Given text:
Test for a Bash variable being unset, using a function

Question

A simple Bash variable test goes:

${varName:?    \"${varName} is not defined\"}

I\'d like to re-use this, by putting it in a function. How

Answer 1

What you're looking for is indirection.

assertNotEmpty() {
    : "${!1:? "$1 is empty, aborting."}"
}

That causes the script to abort with an error message if you do something like this:

$ foo=""
$ assertNotEmpty foo
bash: !1:  foo is empty, aborting.

If you just want to test whether foo is empty, instead of aborting the script, use this instead of a function:

[[ $foo ]]

For example:

until read -p "What is your name? " name && [[ $name ]]; do
    echo "You didn't enter your name.  Please, try again." >&2
done

Also, note that there is a very important difference between an empty and an unset parameter. You should take care not to confuse these terms! An empty parameter is one that is set but just set to an empty string. An unset parameter is one that doesn't exist at all.

What to work on:
1) In the Bash variable thread, what is an unset parameter?
2) Resume the Bash variable thread after its final sentence.
The listing plays no part in this.

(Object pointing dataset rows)
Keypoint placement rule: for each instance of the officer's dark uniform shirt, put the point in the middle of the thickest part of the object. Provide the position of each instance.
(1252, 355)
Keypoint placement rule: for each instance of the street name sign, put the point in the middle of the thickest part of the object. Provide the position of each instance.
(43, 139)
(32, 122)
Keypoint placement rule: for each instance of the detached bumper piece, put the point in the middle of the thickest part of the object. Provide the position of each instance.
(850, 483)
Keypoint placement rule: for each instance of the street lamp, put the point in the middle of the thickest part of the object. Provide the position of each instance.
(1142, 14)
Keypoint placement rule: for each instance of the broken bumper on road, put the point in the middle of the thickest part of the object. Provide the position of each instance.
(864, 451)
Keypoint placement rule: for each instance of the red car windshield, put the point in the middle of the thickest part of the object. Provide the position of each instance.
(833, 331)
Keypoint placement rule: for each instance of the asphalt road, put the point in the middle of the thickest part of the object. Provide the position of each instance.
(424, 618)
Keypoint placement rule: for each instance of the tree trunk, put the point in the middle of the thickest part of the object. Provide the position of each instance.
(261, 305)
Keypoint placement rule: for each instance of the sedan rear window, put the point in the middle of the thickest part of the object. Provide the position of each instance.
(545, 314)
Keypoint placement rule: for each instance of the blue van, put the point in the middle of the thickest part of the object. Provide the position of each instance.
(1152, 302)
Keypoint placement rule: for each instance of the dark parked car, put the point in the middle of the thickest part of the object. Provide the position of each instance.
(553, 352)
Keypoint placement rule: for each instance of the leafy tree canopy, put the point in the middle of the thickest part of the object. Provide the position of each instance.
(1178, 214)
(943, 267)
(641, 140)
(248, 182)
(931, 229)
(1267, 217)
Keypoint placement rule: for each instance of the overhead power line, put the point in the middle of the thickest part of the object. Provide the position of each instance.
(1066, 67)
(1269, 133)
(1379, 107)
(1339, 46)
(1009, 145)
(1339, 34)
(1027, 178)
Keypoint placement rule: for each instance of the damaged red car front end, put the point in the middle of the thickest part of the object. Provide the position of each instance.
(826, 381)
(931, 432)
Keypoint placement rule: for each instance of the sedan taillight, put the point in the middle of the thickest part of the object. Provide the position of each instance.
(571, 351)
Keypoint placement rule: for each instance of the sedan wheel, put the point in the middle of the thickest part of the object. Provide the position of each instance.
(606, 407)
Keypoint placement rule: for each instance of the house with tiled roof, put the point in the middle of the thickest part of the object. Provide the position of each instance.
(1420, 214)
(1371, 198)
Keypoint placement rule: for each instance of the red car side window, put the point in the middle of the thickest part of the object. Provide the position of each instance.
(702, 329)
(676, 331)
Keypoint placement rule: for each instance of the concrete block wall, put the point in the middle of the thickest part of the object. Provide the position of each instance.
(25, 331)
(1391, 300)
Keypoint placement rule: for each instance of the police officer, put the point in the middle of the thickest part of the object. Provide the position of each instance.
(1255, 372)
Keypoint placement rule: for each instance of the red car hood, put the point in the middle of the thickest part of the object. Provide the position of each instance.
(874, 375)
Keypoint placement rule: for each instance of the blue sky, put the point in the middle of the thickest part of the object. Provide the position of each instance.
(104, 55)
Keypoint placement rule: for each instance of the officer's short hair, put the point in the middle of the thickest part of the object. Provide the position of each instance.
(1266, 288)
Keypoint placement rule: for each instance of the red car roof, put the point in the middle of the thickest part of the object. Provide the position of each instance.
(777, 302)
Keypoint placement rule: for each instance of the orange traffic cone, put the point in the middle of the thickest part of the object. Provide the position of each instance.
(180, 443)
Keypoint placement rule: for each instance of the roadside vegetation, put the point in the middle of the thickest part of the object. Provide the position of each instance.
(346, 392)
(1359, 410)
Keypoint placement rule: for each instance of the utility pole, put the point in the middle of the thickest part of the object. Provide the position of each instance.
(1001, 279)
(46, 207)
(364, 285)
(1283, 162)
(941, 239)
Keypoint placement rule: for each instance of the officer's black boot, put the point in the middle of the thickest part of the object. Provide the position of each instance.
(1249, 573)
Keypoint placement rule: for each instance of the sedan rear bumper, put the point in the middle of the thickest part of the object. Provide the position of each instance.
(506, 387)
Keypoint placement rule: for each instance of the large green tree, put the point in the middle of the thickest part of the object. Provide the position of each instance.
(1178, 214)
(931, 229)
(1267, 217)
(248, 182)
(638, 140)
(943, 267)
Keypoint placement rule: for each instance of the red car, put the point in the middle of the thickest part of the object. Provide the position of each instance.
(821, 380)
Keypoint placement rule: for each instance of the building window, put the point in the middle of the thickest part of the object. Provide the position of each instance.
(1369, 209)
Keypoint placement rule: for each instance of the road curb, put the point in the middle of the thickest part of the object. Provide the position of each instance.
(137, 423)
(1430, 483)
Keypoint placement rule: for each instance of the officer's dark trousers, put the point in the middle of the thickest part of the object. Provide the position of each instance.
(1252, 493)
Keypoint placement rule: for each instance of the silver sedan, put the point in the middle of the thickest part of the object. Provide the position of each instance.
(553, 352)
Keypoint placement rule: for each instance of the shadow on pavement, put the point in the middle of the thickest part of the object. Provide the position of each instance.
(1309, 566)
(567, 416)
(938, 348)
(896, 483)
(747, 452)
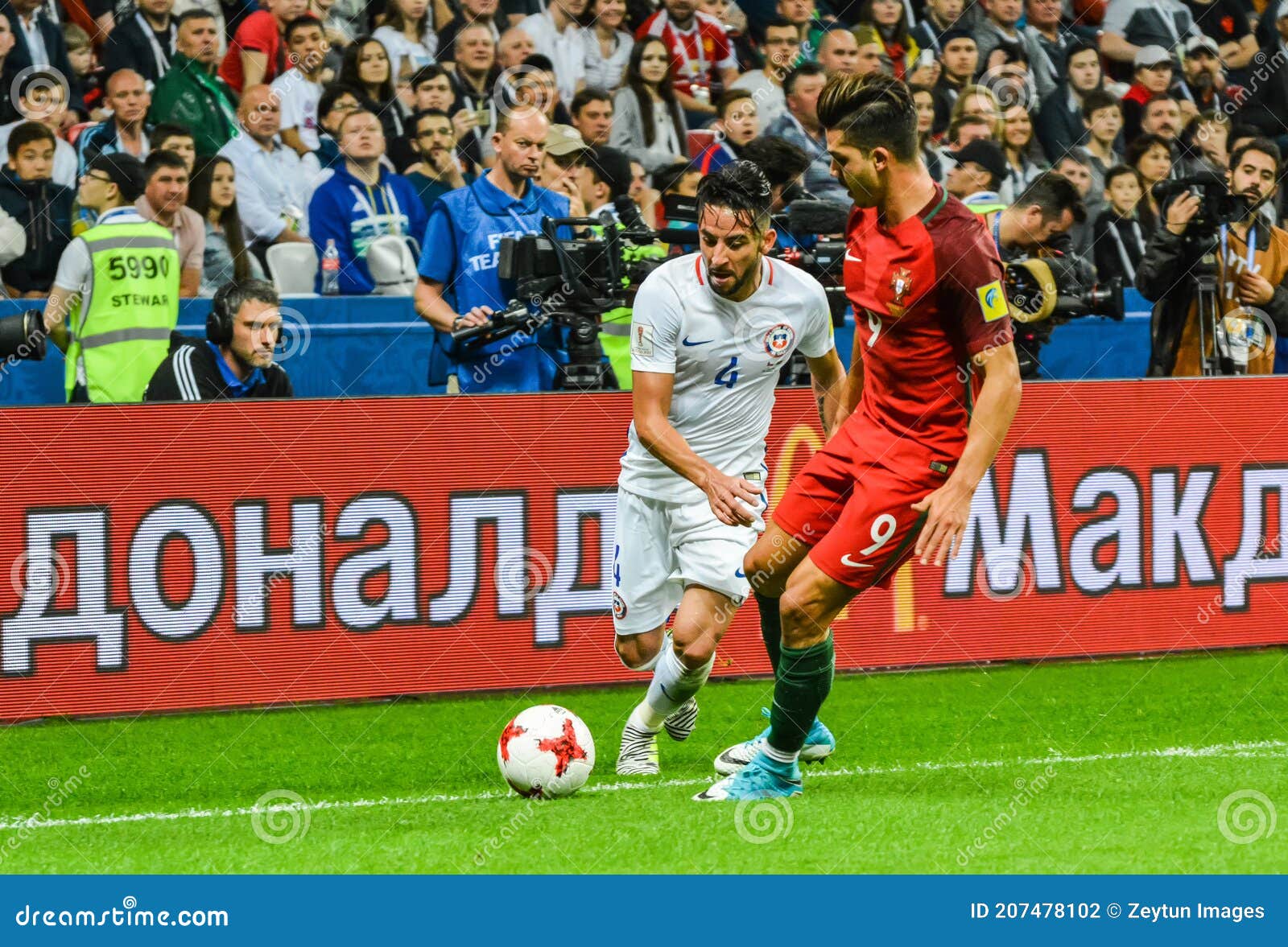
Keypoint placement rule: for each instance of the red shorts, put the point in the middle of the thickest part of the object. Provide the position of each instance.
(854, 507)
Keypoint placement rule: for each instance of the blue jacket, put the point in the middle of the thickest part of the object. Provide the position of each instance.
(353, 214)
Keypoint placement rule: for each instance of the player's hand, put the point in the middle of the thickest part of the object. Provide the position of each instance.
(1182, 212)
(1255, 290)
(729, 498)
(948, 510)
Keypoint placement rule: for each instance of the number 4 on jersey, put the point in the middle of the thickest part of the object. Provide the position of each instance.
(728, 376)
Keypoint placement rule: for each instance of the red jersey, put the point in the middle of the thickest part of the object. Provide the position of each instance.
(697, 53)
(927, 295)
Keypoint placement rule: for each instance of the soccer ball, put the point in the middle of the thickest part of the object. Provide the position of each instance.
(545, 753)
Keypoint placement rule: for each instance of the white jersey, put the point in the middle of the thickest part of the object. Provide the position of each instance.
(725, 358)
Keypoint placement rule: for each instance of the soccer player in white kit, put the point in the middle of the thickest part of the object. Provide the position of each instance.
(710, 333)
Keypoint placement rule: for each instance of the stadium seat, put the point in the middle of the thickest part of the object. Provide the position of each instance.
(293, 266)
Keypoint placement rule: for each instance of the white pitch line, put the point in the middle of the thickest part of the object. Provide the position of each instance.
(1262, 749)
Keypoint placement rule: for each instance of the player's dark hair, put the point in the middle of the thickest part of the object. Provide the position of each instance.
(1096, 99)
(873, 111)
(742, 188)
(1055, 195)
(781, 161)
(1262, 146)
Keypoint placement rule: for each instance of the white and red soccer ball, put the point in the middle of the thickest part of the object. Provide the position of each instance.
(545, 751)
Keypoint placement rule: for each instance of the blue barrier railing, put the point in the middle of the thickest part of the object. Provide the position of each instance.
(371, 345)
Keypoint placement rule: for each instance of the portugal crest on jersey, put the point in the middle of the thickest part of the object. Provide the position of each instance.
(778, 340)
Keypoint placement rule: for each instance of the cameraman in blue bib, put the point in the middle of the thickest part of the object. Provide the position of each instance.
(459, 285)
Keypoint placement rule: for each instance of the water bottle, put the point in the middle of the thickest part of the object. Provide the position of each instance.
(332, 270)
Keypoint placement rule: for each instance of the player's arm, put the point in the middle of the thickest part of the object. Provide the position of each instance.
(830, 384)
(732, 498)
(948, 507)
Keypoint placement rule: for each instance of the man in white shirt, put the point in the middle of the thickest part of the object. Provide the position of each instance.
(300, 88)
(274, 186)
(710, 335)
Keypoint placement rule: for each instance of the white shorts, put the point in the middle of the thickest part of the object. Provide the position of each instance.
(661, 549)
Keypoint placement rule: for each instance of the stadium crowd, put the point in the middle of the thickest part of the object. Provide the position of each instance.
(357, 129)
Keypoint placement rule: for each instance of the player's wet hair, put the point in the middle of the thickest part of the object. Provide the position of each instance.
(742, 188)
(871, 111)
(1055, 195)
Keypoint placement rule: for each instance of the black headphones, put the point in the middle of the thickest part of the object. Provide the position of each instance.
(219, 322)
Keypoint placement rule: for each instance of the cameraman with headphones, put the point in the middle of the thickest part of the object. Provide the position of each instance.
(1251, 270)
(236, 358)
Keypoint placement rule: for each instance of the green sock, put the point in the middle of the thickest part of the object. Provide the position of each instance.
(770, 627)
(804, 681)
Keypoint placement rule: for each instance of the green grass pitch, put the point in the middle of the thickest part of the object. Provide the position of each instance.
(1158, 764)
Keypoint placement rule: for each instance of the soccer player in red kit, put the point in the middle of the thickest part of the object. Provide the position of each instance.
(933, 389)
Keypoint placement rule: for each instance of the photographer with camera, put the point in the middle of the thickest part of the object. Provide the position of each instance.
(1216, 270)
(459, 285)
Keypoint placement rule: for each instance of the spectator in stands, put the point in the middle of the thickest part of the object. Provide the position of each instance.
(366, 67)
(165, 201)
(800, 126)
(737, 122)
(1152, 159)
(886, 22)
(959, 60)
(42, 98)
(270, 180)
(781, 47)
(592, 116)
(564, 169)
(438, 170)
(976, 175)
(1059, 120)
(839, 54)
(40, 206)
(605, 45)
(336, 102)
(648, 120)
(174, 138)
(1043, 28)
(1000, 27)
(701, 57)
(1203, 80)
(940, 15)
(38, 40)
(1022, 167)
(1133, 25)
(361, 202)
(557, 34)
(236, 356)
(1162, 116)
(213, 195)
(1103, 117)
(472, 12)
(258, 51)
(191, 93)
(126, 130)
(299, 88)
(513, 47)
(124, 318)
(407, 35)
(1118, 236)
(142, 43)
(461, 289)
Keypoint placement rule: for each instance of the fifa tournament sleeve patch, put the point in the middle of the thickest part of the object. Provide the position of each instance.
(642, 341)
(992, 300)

Answers below:
1) An unset parameter is one that doesn't exist at all.

2)
The previous examples all test for empty parameters. If you want to test for unset parameters and consider all set parameters OK, whether they're empty or not, use this:

[[ ! $foo && ${foo-_} ]]

Use it in a function like this:

assertIsSet() {
    [[ ! ${!1} && ${!1-_} ]] && {
        echo "$1 is not set, aborting." >&2
        exit 1
    }
}

Which only aborts the script when the parameter name you pass denotes a parameter that isn't set:

$ ( foo="blah"; assertIsSet foo; echo "Still running." )
Still running.
$ ( foo=""; assertIsSet foo; echo "Still running." )
Still running.
$ ( unset foo; assertIsSet foo; echo "Still running." )
foo is not set, aborting.